_WRITTEN INSTRUCTION 1_
Reproduce everything in the blog post on memorable meals from "I can never" down to "Independence Day parade.", word for word.
_WRITTEN INSTRUCTION 2_
Name the places where the blog post on memorable meals says its writer tried Turkish food.
_WRITTEN INSTRUCTION 3_
Write what comes next in the blog post on memorable meals, picking up after its final sentence.

_EXTRACT_
----------

I’ve had many memorable meals, from excellent Satay and Nasi Goreng in Indonesia to unmentionable Fish and Chips in a chippy in North London, where the chips probably were two days old. They weren’t just swimming in grease, they were sliding, diving and crawling through it. I’ve had excellent Steak and Ale Pie in Norfolk and an unusually horrible meal in Italy, in a trattoria in Palermo. The  chef came out of the kitchen and told us we were insulting his professionalism when we complained. My wife was poisoned by a red mullet once in a place in Greece that should have known better, and where the menu read: Squib in Tomatoes. I advise anyone if they should ever dine at a taverna in Greece and read that squib is on  the menu they should leave the establishment at once. On the other hand, there is another place in Greece close by to the offending one which served simply wonderful Stuffed Aubergines, and Beef in Lemon Sauce, while its wine from the barrel was not first class.  Wine from the barrel at an excellent trattoria in Agrigento in Sicily  accompanied my and my companions’ visit to the Valley of the Temples, where we poured libations to the gods at every temple we visited. I invented some poetic lines (read: doggerel) before every offering.

I will never forget the first meal I had in the Czech republic, which was in a pub-restaurant round the corner from the language school I was about to work in. For starters, they watered down the beer, so that some of the boozers who basically hung around all day would not become tired and emotional.  I actually saw the manager of the place shoving a hose in to an open barrel and switching the tap on from a discreet wall at the back of the building to help the beer go further. If you could bear the watered down beer, the meals there were perfectly acceptable, and cheap as well.

I can never forget some of the Turkish food I tried in Istanbul, Ayvalik, and Pergamon.

As already mentioned elsewhere in this blog, I like Polish food. Today I tried some goose cooked in the style of the 1920s. A local hotel had decided to organise an exhibition of soap and soap products from the 1920s to the present day, a cabaret,  and a detective murder mystery game. This explained why there were some people mysteriously dressed as Polish Counts and Countesses who have found themsleves in a Agatha Chritie novel of the 1930s. The screen above the bar was playing a montage of early Polish commercial films with 20s and 30s music. The reason why we were here though was to try their Obiad Marszalowski , a reward for us after we had watched the Polish Independence Day parade.

Today was a holiday and it was a sunny, if not especially warm day. Normally, we would have gone somewhere else, say Gdynia or Poznan, but I had a strong cold, so we decided to stay here. My wife and I were on our way down to the festivities when we were accosted by a lady who wanted us to help her put her Polish flag up outside her house. In fact she had already got someone to do this; instead of this,  she was keen to point out that Poland had endured 150 years under the domination of other countries at various points.  She basically wanted a chat.  After saying goodbye, we ventured on and got to the Market Square.

----------

(Stored items from a collection)

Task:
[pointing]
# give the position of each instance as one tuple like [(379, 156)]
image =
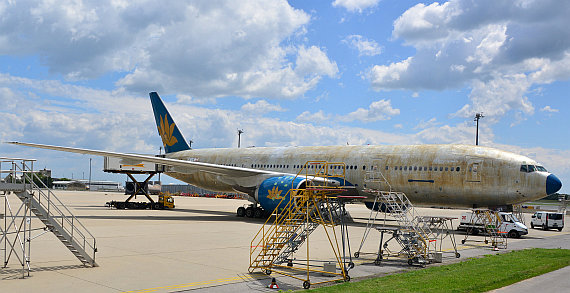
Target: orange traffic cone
[(273, 284)]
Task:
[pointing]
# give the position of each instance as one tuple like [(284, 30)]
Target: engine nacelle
[(272, 190)]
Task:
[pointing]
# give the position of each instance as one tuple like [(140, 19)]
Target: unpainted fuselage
[(442, 175)]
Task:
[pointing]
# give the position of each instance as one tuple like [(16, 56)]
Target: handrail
[(53, 207)]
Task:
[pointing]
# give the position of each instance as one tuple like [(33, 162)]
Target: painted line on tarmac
[(216, 281)]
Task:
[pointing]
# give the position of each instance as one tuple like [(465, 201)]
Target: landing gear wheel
[(258, 213), (249, 212), (241, 212)]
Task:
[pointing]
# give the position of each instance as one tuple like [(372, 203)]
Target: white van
[(547, 220)]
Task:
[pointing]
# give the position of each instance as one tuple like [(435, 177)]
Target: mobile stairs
[(23, 182), (298, 215)]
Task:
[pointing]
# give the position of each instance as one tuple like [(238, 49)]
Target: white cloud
[(500, 49), (355, 5), (379, 110), (245, 48), (261, 107), (314, 118), (364, 46), (549, 109)]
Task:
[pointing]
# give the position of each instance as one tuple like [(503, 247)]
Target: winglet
[(172, 139)]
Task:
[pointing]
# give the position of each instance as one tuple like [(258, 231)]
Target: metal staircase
[(416, 237), (42, 202), (298, 215), (489, 221)]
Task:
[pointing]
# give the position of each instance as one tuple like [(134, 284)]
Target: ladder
[(42, 202), (489, 222), (298, 215)]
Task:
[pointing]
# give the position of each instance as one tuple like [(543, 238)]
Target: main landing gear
[(251, 211)]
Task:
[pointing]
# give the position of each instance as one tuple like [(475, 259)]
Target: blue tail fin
[(172, 139)]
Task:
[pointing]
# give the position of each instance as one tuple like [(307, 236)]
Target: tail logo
[(274, 193), (166, 131)]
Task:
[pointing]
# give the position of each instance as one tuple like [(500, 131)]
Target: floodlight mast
[(240, 131), (477, 117)]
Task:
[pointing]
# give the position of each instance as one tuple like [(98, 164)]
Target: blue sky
[(291, 73)]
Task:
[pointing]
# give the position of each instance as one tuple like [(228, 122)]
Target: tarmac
[(201, 245)]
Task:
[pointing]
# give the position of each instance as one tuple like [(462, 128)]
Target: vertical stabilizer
[(172, 139)]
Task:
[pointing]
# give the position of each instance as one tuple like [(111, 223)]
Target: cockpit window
[(541, 169), (532, 168)]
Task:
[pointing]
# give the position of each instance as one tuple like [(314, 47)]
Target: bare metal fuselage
[(442, 175)]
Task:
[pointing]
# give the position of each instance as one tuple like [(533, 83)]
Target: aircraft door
[(473, 170), (374, 177)]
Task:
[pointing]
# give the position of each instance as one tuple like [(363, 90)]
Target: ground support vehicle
[(547, 220)]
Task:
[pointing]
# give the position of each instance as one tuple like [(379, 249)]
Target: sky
[(288, 73)]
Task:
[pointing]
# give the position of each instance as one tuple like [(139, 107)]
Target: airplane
[(430, 175)]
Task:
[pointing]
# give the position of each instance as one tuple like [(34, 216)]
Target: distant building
[(69, 185)]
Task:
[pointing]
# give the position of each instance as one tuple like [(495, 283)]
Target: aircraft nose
[(553, 184)]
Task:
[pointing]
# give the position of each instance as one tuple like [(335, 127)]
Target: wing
[(237, 176)]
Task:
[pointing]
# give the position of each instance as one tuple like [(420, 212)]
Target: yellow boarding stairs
[(298, 214)]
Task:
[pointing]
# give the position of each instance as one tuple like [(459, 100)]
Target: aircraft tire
[(241, 212), (249, 212)]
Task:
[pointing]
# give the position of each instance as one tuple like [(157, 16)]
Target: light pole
[(477, 117), (90, 174), (240, 131)]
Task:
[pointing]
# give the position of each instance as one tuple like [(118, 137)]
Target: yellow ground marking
[(216, 281)]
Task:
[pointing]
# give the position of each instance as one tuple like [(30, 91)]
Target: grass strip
[(473, 275)]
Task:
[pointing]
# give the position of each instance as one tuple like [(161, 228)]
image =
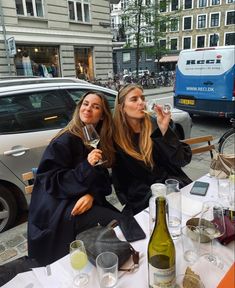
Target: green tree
[(142, 18)]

----------

_FINAL RESULT 1_
I can never forget some of the Turkish food I tried in Istanbul, Ayvalik, and Pergamon.

As already mentioned elsewhere in this blog, I like Polish food. Today I tried some goose cooked in the style of the 1920s. A local hotel had decided to organise an exhibition of soap and soap products from the 1920s to the present day, a cabaret,  and a detective murder mystery game. This explained why there were some people mysteriously dressed as Polish Counts and Countesses who have found themsleves in a Agatha Chritie novel of the 1930s. The screen above the bar was playing a montage of early Polish commercial films with 20s and 30s music. The reason why we were here though was to try their Obiad Marszalowski , a reward for us after we had watched the Polish Independence Day parade.

_FINAL RESULT 2_
Istanbul, Ayvalik, Pergamon

_FINAL RESULT 3_
 A large crowd of people had all gathered in  anticipation of the military parade that was about to take place.  A group of pigeons hung around the old pistachio building on one side of the square, perching on the balustrades as if also looking forward to the parade, with their fine view of the proceedings. Children rushed around in the middle of the cobbled street, sensing the excitement.  The weather was just warm enough for people to hang around and wait for the events without stamping their feet. The military band, their blue berets like coloured rocks in a sea of people, were  waiting like the crowd. They were more stoical than their civilian counterparts. A police whistle blew somewhere, but nothing happened.

The professional photographers and TV people started to move, an indication that something was about to happen. Standard bearers appeared at the back. Suddenly, the wind cooled.  The military band struck up.  Following the band and its jaunty tunes, and the fluttering flags of the standard bearers,  a lot of local Top Brass, veterans, the police,  various officials, Boy Scout-Girl Guide groups, the mayor and his henchmen. Bringing up the rear were the local football team supporters, today looking far less hooligan – like than their reputation would suggest, and a group of people who held a very long strip with the Polish flag imprinted on it.

The crowd followed the band up to the classic-vintage car show parked on the pavements, and after admiring the cars, we went in for our goose. The dish, cooked according to a 1920s Polish recipe, was made with a mustard sauce and was rather good, though perhaps a little on the rich side.   

Though it was a good meal, it was really the occasion here that made the meal memorable.